____ DOCUMENT TEXT

Human rights advocates hate the idea of the Bill of Rights Bill. They hate it because it will disrupt their practice and make it more difficult; they hate it because they envisage themselves as part of a global constitutionalist project to construct what they often call a jus commune of international human rights norms and believe that repeal of the Human Rights Act 1998 would threaten their participation in it; and they hate it because they (probably justifiably) sense that it threatens some of their favourite causes – open borders and migration being one of them.

And, to give the devil his due, their arguments do have force in certain respects. While I have little sympathy with the global constitutional mindset that animates these people, my basic inclination is to look with suspicion on any attempt by a government to expand its scope of action in any regard – and, since the Bill of Rights Bill will likely have that effect, I am prepared to give sceptics a fair hearing.

But by God they make it difficult. Listening to the podcast, and also imbibing the general atmosphere in human rights circles, one hears all kinds of strong rhetoric about the threat the Bill poses to fundamental freedoms. According to the Law Society of England & Wales it will be a “lurch backwards for British justice“; the Parliamentary Joint Committee on Human Rights have said it will “create large scale uncertainty and seriously damage people’s ability to enforce their rights“; Shamim Ahmad of the Public Law Project even said on the podcast in question that talk of the U.K. withdrawing from the European Convention on Human Rights (which is being mooted alongside discussion of the Bill) would be like “crossing a Rubicon”. This kind of apocalyptic language is par for the course whenever the Bill of Rights Bill comes up.

________
____ DATASET RECORDS

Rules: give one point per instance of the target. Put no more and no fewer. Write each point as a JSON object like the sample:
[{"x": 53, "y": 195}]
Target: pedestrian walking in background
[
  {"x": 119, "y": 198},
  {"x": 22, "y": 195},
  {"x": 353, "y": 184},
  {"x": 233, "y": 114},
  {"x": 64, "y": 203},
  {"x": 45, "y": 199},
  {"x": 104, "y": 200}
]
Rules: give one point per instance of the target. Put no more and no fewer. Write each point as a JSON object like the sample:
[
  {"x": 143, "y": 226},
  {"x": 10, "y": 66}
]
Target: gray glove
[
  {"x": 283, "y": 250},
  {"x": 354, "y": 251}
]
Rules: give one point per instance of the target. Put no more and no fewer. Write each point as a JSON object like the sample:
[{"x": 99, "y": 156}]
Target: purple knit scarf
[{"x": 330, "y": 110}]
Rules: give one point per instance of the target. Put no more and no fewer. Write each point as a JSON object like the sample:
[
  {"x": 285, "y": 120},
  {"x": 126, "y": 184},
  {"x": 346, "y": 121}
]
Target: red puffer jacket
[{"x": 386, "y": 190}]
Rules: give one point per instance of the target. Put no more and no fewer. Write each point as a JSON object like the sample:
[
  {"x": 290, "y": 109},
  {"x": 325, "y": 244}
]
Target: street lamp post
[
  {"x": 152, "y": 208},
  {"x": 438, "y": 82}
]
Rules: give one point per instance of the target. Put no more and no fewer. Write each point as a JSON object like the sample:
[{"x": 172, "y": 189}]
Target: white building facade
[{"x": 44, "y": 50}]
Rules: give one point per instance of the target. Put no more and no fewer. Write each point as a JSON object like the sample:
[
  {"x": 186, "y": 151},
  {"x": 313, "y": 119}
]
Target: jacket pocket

________

*EXERCISE REQUIREMENTS:*
1. Set down the passage on the Bill of Rights Bill word for word, from "Human rights advocates" to "one of them.".
2. Supply the next part of the passage on the Bill of Rights Bill, picking up after its last sentence.
Nothing in the listing is needed for the work here.

*ANSWERS FOR THE TASKS:*
1.
Human rights advocates hate the idea of the Bill of Rights Bill. They hate it because it will disrupt their practice and make it more difficult; they hate it because they envisage themselves as part of a global constitutionalist project to construct what they often call a jus commune of international human rights norms and believe that repeal of the Human Rights Act 1998 would threaten their participation in it; and they hate it because they (probably justifiably) sense that it threatens some of their favourite causes – open borders and migration being one of them.

2.
Listening to all this, one has to ask oneself how it is that these people can be so naïve? Didn’t they get the memo in March 2020, when the Government was by decree making it a criminal offence to leave one’s home without reasonable excuse, that human rights basically don’t matter when the chips are down? Didn’t they hear that freedom of conscience, the right to liberty and the right to non-discrimination are irrelevant when it comes to the unvaccinated? Weren’t they informed that freedom of expression is contingent on speech not being ‘harmful’? Didn’t they discover during 2020-21 that basic freedoms go out of the window when the Government wants to ‘keep us all safe’?